'''

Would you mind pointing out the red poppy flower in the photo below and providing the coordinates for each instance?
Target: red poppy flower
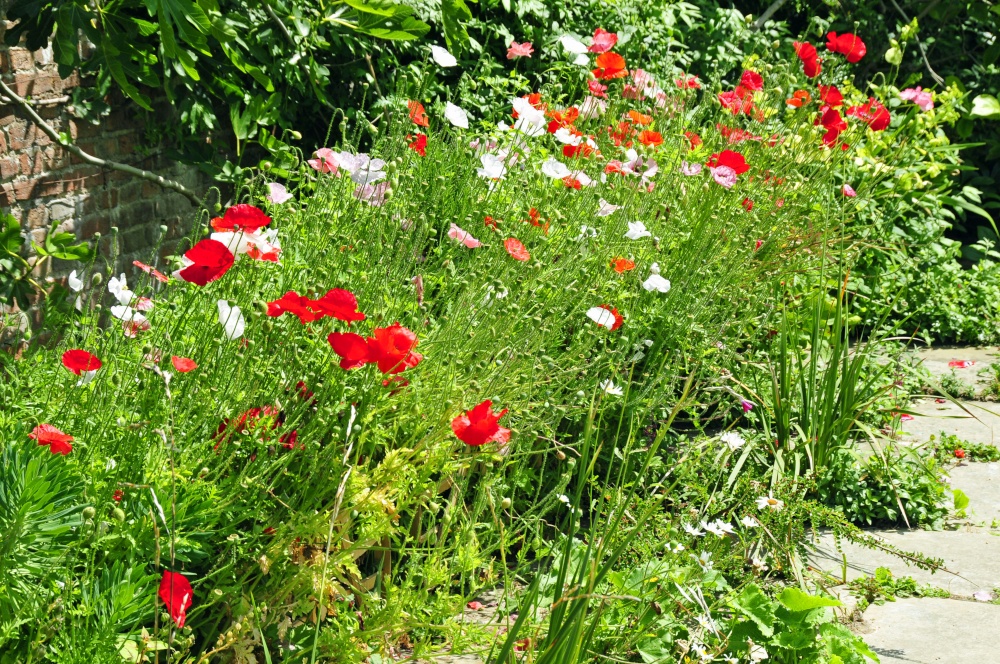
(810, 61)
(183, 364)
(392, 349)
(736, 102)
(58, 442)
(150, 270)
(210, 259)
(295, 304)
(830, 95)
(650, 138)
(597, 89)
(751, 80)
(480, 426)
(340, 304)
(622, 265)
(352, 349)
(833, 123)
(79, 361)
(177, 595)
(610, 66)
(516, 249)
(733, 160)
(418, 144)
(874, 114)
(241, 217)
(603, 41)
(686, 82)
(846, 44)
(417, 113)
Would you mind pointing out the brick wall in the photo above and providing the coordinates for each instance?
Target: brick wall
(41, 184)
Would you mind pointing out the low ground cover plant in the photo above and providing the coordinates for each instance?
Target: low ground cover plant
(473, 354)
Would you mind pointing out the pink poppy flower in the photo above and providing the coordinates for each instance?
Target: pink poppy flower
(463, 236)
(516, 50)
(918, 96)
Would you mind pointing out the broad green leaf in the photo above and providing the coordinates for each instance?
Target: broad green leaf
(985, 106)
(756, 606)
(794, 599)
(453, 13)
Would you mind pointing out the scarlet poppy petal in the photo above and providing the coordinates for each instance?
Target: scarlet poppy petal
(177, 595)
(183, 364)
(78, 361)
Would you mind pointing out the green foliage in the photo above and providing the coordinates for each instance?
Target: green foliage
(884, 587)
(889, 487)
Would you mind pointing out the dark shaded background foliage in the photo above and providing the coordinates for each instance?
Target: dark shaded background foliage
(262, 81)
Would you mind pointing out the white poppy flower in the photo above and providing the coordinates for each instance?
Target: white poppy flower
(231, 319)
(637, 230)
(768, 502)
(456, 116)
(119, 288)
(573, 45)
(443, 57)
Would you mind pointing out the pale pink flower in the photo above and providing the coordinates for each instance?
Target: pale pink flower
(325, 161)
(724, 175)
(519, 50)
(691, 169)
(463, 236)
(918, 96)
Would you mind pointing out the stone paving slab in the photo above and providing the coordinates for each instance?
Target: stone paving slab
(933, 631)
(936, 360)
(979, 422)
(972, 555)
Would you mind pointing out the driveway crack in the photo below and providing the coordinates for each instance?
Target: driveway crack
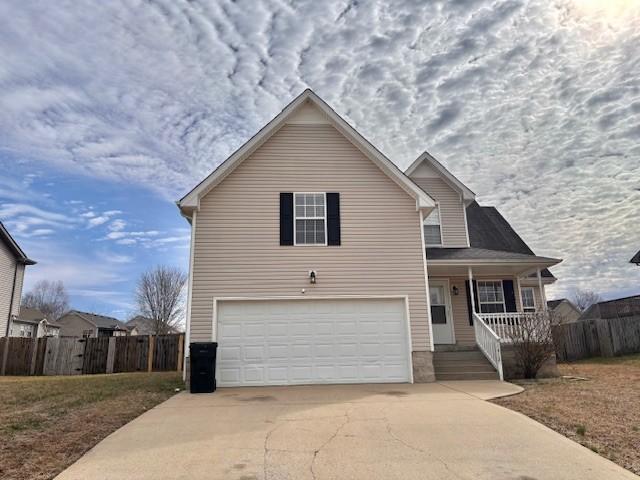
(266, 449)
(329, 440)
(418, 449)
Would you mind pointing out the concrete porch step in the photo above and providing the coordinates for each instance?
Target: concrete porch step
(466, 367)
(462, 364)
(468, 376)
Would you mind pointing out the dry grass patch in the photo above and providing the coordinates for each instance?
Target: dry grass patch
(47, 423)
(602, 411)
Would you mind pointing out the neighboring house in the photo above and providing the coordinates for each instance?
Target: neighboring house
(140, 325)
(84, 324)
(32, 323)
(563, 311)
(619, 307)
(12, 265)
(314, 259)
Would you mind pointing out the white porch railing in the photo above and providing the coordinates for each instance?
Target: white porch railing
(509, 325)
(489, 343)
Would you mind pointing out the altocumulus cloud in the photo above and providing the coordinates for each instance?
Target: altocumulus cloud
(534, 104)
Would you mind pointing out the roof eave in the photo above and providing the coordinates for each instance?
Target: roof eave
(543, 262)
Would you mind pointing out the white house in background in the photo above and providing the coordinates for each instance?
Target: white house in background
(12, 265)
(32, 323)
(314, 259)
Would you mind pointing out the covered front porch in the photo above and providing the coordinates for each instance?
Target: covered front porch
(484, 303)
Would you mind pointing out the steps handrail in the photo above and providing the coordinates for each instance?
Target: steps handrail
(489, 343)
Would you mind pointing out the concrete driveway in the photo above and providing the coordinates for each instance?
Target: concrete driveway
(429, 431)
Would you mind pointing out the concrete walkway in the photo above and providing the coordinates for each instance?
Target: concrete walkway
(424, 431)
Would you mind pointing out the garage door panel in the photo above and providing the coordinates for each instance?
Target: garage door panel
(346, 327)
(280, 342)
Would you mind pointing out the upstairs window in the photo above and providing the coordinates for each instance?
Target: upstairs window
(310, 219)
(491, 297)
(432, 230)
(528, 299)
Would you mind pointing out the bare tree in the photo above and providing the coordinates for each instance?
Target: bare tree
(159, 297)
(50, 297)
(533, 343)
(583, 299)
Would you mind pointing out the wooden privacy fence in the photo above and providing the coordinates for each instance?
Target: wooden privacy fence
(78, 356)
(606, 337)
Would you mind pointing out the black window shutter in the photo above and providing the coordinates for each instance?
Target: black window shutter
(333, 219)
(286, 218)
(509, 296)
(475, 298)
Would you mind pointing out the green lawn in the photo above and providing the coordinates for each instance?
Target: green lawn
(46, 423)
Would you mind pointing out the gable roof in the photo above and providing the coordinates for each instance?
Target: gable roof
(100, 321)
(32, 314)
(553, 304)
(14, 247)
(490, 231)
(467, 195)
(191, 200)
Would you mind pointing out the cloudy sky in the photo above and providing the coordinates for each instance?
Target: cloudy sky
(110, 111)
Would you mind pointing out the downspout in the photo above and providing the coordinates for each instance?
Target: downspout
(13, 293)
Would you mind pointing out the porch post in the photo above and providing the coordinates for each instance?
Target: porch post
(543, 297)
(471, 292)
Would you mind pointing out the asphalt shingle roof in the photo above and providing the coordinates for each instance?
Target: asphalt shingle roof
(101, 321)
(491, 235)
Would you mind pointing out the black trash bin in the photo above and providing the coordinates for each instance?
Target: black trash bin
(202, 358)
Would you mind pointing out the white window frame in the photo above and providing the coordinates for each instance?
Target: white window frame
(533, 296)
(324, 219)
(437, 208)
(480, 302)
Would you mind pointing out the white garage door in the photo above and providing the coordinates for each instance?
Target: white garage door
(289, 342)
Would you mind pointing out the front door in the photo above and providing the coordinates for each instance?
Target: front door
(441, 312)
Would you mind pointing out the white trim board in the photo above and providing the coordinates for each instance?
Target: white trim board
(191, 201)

'''

## WHAT IS REQUIRED
Return, from the material above, every line with the word "below".

## EXPECTED OUTPUT
Would you mind pointing out the red poppy flower in the photo below and providing the coordinates for each instance?
Would you mind pointing out the driveway crack in the photo below and providing the coordinates for each instance?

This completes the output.